● **SUPPLIED ENTRIES**:
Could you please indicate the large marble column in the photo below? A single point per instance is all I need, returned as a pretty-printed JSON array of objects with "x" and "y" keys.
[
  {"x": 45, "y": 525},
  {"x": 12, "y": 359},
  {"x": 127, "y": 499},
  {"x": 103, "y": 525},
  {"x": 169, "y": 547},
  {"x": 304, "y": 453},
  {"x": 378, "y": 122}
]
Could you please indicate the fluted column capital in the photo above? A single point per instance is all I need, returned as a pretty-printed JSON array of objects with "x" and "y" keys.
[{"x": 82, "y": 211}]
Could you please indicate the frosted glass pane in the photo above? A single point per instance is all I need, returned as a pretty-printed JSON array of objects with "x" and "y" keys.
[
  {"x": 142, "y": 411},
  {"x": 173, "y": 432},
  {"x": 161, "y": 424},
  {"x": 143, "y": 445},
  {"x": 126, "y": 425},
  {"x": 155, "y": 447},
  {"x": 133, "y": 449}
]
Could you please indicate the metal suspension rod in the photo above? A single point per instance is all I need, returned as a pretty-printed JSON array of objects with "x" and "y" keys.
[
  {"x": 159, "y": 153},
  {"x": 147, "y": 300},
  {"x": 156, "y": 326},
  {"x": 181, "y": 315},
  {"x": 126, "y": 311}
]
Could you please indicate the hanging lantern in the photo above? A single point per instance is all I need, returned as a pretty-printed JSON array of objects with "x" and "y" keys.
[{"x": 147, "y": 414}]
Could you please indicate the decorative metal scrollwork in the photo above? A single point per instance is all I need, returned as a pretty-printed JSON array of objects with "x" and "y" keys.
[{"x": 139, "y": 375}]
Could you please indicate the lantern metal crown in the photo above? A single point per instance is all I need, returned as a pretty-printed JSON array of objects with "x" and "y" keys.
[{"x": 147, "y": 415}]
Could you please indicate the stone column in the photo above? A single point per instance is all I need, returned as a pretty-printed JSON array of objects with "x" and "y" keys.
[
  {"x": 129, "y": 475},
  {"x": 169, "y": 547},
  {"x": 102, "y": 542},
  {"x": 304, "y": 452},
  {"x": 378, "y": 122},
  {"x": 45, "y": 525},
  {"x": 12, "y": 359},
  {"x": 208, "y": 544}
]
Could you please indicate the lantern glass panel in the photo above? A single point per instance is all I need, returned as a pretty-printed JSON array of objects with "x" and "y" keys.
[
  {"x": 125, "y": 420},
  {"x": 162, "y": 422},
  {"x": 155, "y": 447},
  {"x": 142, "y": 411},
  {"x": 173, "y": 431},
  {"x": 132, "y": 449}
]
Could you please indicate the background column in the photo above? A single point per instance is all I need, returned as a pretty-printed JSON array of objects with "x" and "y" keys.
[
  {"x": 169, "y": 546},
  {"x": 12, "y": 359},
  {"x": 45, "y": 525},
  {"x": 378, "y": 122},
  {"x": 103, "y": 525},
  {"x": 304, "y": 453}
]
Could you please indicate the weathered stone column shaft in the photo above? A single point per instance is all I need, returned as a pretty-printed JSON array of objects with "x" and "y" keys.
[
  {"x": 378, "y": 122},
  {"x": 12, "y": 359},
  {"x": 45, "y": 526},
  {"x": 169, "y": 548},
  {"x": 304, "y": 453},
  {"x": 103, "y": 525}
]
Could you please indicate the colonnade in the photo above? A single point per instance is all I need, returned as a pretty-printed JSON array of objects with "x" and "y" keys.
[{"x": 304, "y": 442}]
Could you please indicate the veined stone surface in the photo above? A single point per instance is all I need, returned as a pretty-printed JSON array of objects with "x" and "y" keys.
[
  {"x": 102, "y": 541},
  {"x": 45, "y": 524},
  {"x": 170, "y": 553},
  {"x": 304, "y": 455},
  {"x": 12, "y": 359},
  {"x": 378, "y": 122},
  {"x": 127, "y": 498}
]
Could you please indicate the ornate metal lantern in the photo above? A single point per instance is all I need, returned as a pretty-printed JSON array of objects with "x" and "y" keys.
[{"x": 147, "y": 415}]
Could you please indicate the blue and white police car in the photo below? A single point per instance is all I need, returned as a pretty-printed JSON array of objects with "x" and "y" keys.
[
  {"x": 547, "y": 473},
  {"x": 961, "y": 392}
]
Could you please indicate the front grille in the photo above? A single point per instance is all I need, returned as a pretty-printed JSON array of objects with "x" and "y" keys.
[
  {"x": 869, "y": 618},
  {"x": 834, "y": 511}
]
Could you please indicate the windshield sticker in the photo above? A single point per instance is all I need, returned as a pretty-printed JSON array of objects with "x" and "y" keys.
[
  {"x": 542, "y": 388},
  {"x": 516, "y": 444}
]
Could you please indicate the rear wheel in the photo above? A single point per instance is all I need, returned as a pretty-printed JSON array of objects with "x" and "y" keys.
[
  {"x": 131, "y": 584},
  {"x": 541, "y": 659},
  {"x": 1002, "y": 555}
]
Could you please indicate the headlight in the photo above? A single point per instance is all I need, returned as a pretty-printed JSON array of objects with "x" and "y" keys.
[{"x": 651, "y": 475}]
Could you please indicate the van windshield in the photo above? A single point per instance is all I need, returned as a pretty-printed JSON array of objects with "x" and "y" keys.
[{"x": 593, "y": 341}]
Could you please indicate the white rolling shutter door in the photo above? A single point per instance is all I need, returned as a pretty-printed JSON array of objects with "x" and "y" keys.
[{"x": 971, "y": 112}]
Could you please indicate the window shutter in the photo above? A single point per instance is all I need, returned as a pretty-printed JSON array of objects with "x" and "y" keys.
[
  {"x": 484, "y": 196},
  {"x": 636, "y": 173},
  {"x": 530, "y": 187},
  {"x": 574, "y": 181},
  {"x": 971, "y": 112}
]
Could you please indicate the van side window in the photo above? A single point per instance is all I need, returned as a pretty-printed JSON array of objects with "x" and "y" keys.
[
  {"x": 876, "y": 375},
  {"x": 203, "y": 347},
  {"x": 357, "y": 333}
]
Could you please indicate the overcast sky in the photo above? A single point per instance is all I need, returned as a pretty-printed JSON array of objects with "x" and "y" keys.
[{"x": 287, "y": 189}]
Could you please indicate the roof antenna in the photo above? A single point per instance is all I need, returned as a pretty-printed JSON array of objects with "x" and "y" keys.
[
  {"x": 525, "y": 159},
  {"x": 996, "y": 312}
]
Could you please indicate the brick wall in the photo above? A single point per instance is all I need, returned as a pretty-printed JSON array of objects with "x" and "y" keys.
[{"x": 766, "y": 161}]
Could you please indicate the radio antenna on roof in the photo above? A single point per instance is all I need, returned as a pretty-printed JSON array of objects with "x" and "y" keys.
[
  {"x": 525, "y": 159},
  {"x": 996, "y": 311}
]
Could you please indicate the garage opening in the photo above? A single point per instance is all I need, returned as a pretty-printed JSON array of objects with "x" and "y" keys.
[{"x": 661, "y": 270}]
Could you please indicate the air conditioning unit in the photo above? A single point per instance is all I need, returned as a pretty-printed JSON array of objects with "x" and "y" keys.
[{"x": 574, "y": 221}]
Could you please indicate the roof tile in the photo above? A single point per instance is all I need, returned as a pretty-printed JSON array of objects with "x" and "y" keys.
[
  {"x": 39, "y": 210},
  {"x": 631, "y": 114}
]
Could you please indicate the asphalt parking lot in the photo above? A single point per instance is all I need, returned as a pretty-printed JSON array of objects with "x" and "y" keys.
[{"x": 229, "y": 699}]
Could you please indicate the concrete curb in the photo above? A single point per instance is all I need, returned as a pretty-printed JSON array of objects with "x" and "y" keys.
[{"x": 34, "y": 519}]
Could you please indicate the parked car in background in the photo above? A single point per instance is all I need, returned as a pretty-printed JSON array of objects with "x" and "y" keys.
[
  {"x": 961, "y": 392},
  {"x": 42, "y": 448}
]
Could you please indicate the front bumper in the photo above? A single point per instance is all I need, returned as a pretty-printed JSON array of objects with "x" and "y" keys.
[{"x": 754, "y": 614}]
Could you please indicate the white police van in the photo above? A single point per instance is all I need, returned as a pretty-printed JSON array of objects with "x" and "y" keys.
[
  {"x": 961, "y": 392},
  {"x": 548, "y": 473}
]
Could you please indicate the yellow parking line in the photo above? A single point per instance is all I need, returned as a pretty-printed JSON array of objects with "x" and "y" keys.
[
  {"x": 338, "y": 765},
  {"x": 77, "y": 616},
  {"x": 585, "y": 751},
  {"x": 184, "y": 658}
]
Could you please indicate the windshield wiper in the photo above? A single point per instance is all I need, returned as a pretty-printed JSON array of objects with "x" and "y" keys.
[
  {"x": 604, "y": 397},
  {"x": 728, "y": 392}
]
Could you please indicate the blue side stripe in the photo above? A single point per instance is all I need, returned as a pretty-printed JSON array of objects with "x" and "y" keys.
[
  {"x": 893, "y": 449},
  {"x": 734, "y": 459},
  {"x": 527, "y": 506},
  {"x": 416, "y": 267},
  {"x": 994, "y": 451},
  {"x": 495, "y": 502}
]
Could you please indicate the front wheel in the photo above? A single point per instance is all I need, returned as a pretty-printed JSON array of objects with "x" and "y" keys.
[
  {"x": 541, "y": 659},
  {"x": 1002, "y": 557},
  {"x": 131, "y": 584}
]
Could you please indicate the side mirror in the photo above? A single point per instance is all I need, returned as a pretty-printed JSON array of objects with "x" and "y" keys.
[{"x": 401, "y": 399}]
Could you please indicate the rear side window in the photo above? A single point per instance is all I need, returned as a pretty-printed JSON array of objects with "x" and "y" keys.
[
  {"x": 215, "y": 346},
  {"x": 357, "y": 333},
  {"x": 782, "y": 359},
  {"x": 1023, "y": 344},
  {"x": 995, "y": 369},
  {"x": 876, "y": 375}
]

● **REQUIREMENTS**: Your answer should consist only of the lines from the one with "Could you please indicate the front wheel" through the end of the data above, reproduced exactly.

● **THE RESULT**:
Could you please indicate the front wheel in the photo above? A single point per instance is all I need, returned as a pretty-printed JSON array of objects with "x" and "y" keys.
[
  {"x": 541, "y": 659},
  {"x": 1002, "y": 557},
  {"x": 131, "y": 584}
]
Could you please indicate the side mirror in the photo above? A single point per instance is all I need, returned as a pretty-printed JSON array of objects with "x" and "y" keys.
[{"x": 401, "y": 399}]
Could you please indicate the rear side window in the photo above? A single point per instance is all I need, returned as a pretty-printed JSON array of objects with "x" and "y" keys.
[
  {"x": 215, "y": 346},
  {"x": 357, "y": 333},
  {"x": 782, "y": 359},
  {"x": 1023, "y": 344},
  {"x": 995, "y": 369},
  {"x": 876, "y": 375}
]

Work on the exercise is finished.